- _Task description_
Starting with the line that contains "Could you provide the mask of every instance of the freezer" and going on through the end of the data, repeat every line word for word. Leave the pictures out of your answer.

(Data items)
(begin)
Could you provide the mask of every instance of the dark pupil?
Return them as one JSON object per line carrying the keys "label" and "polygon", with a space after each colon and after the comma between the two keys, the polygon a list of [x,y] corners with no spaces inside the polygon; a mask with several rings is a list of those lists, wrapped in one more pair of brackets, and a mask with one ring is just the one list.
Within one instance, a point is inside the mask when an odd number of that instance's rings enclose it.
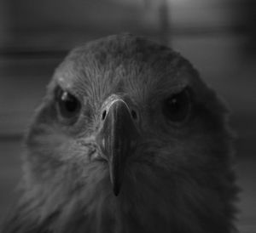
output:
{"label": "dark pupil", "polygon": [[74,112],[78,108],[77,99],[67,92],[64,92],[61,99],[67,111]]}
{"label": "dark pupil", "polygon": [[80,110],[79,101],[67,91],[58,91],[57,103],[61,115],[66,118],[75,116]]}
{"label": "dark pupil", "polygon": [[166,100],[164,114],[172,122],[183,121],[189,113],[190,102],[187,91],[174,94]]}

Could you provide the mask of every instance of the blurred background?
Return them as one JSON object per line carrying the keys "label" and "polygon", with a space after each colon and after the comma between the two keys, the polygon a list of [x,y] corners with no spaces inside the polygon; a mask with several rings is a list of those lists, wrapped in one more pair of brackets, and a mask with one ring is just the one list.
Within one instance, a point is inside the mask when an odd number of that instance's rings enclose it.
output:
{"label": "blurred background", "polygon": [[0,220],[15,197],[22,134],[76,45],[131,32],[172,46],[229,104],[241,232],[256,232],[255,0],[0,0]]}

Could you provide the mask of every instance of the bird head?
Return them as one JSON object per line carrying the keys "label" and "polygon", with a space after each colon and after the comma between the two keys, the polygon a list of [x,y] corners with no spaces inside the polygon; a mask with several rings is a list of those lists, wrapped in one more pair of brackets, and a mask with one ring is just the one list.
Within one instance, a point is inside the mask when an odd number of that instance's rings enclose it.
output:
{"label": "bird head", "polygon": [[87,229],[97,219],[105,230],[227,230],[225,122],[215,93],[172,49],[127,34],[88,43],[57,67],[37,110],[24,199],[41,220],[79,219]]}

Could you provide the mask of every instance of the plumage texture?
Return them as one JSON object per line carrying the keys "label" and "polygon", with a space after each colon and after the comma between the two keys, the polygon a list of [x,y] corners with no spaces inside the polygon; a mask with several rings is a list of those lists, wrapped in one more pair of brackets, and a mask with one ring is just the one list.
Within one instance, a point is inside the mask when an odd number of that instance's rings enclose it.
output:
{"label": "plumage texture", "polygon": [[[56,86],[82,103],[73,125],[57,116]],[[162,102],[187,88],[189,119],[170,123]],[[113,94],[131,99],[140,128],[118,196],[108,165],[92,159],[100,111]],[[56,69],[26,141],[20,199],[4,233],[235,232],[227,111],[171,48],[130,34],[75,48]]]}

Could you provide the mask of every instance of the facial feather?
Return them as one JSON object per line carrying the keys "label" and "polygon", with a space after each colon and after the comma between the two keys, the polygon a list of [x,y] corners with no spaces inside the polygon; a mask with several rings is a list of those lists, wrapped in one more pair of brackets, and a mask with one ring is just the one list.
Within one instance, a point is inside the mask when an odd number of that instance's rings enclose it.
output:
{"label": "facial feather", "polygon": [[[73,124],[60,118],[58,87],[81,103]],[[172,123],[163,103],[185,88],[189,118]],[[137,113],[140,134],[118,196],[108,163],[96,159],[112,94]],[[233,232],[236,186],[225,119],[214,92],[171,48],[127,34],[75,48],[56,69],[26,136],[19,224],[5,232]]]}

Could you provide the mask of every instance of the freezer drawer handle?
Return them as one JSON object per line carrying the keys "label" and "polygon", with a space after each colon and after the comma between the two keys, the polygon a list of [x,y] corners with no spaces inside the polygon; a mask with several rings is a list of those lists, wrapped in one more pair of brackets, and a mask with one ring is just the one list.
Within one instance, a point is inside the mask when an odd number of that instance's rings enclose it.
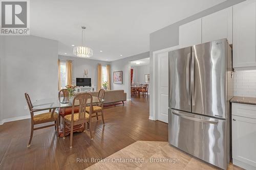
(end)
- _Complete output_
Could you provide the mask of every instance of the freezer drawer handle?
Return them as one JSON object per line carrying the keys "label" and "polygon", with a space after each colon and after the comma between the two keys, the polygon a list of [x,y] corners with no spaces inside the polygon; a mask with several rings is a list of those lists, wrapped in one more pair of brackets, and a mask with one ring is just the one list.
Within one instance, a point is inside the mask when an odd number of that instance's rings enclose it.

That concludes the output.